Written problem. Reproduce the rows from the line containing "of the sidewalk" through the line containing "point(178, 146)", replacing "photo" with "image" and keeping everything else the same. Omit the pictures from your answer.

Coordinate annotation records

— begin —

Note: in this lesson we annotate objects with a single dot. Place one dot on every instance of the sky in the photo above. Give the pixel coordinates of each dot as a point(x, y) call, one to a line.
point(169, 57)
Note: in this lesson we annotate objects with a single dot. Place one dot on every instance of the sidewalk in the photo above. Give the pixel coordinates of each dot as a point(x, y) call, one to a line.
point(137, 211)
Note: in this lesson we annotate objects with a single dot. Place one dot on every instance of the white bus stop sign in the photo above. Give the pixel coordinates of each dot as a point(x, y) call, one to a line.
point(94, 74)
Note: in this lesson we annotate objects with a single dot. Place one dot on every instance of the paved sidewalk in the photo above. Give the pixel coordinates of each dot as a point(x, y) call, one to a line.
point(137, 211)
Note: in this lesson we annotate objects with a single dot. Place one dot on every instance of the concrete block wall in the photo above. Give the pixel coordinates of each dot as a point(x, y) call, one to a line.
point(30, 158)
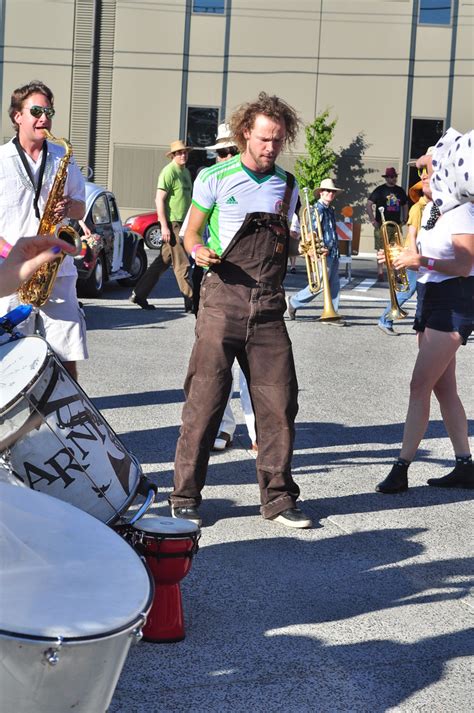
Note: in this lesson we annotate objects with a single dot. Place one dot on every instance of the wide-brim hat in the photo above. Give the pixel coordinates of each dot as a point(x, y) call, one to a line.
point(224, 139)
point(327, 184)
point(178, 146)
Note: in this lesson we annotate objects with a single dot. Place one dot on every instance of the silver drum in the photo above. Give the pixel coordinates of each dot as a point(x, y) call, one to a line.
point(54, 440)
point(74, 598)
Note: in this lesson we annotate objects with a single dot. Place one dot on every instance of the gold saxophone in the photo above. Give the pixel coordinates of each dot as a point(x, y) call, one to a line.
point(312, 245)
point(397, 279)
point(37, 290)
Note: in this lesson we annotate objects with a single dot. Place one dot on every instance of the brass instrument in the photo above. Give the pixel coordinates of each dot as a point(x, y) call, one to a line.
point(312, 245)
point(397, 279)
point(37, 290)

— end —
— begin —

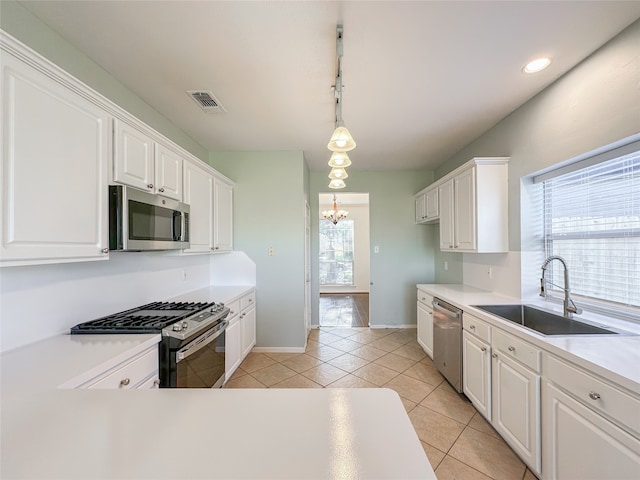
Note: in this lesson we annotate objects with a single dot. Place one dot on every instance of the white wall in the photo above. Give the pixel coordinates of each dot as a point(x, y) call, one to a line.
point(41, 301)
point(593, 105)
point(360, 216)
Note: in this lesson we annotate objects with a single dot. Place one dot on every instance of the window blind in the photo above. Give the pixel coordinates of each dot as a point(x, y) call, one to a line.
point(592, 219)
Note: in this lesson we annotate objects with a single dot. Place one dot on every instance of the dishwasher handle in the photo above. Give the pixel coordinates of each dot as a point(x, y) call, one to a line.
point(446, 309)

— end —

Exercise result.
Note: in this lesson we annotate objects with a single dot. Place one dot on every instance of the sidewalk in the image above. Give the pixel coordinates of each dot as a point(x, y) call, one to a line.
point(137, 211)
Note: in this lesson we annotate objects with a single dot. Place one dot on every instance of the white bus stop sign in the image above. Give the pixel coordinates of each dot as a point(x, y) call, one to a line.
point(94, 74)
Note: in this lesson we annotate objects with a single dot. Place one dot on every instance of the paved sidewalk in the image above. Give the pixel coordinates of each dot as a point(x, y) call, one to a line.
point(137, 211)
Note: in this lesson we annotate objects with a single dot. Place one dot on every instance of the concrete block wall in the image above. Give the pixel coordinates of each dot as a point(x, y) call, one to a line.
point(30, 158)
Note: in this lesson we annotate objects with a single dot. Place one dot on every instance of the wide-brim hat in the image above. Give the pixel coordinates of each dot as a point(x, y) call, one to a line.
point(224, 139)
point(327, 184)
point(178, 146)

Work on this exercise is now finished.